··· Document section ···

Audience Given by the Trustees of Georgia to a Delegation of Creek Indians is an oil-on-canvas group portrait created by English painter William Verelst (1704–1752). It was painted in London in 1734 or 1735. A bequest from Henry Francis du Pont, the painting is held in the permanent collection of the Winterthur Museum, Garden and Library. The painting depicts a Creek Yamacraw delegation, including Tomochichi, meeting with the governing body of the English Province of Georgia.

Background 
In February 1733, James Oglethorpe and a group of one hundred British colonists arrived at the mouth of the Savannah River, where Tomochichi had led a band of two hundred Creek followers (which became the Yamacraw band) to settle in the late 1720s, far from their ancestral lands in the Chattahoochee River basin. Tomochichi and Oglethorpe quickly established friendly relations that culminated in a treaty of friendship and trade, enabling the British to form the new colony of Georgia. Tomochichi also played an important role in negotiating alliances between Lower Creek communities and the British.

In 1734, a Yamacraw delegation accompanied Oglethorpe to London to meet with the Trustees for the Establishment of the Colony of Georgia in America and other English dignitaries. Oglethorpe hoped that the Indians' presence would attract  greater investments to the colony. During a four-month visit, the delegates met with King George II and Queen Caroline on August 1 and with Georgia's trustees on September 11 before sailing for home in late October. Verelst painted a group portrait of this meeting between the delegates and trustees. The portrait was likely painted from sketches in the months after the visit. Verelst also painted a separate portrait of Tomochichi and his heir.

··· Data section ···

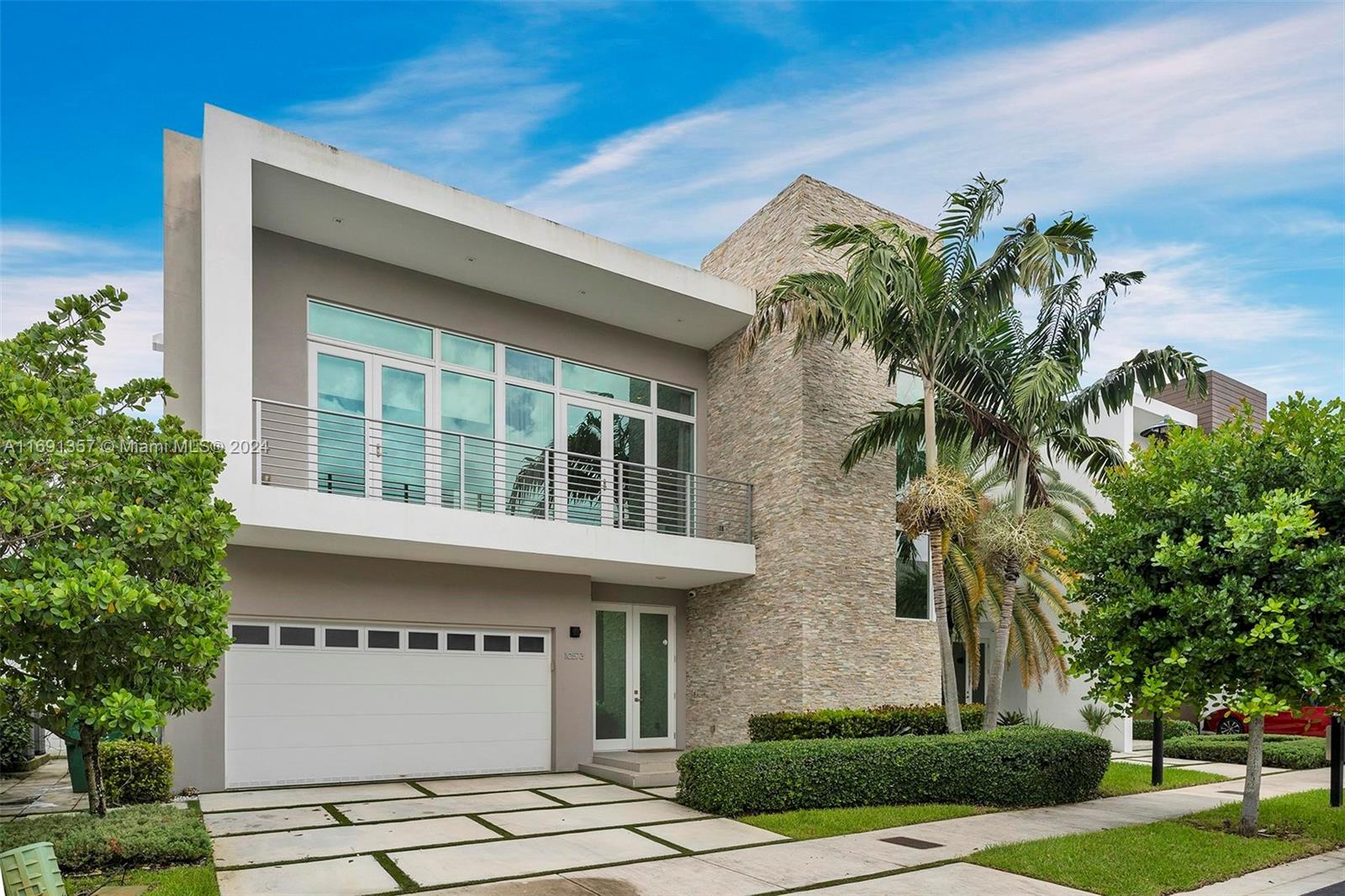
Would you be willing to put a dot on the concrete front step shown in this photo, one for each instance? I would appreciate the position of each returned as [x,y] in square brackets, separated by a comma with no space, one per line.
[627,777]
[631,768]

···

■ What to work on:
1 – Please return the portion of the passage about the Verelst painting starting with "Audience Given by" and going on through "Province of Georgia.", copied with no changes.
2 – Answer these from the passage about the Verelst painting:
(a) Whose bequest brought the painting to the Winterthur Museum, Garden and Library?
(b) How many British colonists arrived with James Oglethorpe at the mouth of the Savannah River in February 1733?
(c) On what date did the delegates meet with Georgia's trustees?

■ The responses:
1 –
Audience Given by the Trustees of Georgia to a Delegation of Creek Indians is an oil-on-canvas group portrait created by English painter William Verelst (1704–1752). It was painted in London in 1734 or 1735. A bequest from Henry Francis du Pont, the painting is held in the permanent collection of the Winterthur Museum, Garden and Library. The painting depicts a Creek Yamacraw delegation, including Tomochichi, meeting with the governing body of the English Province of Georgia.

2 –
(a) Henry Francis du Pont
(b) One hundred
(c) September 11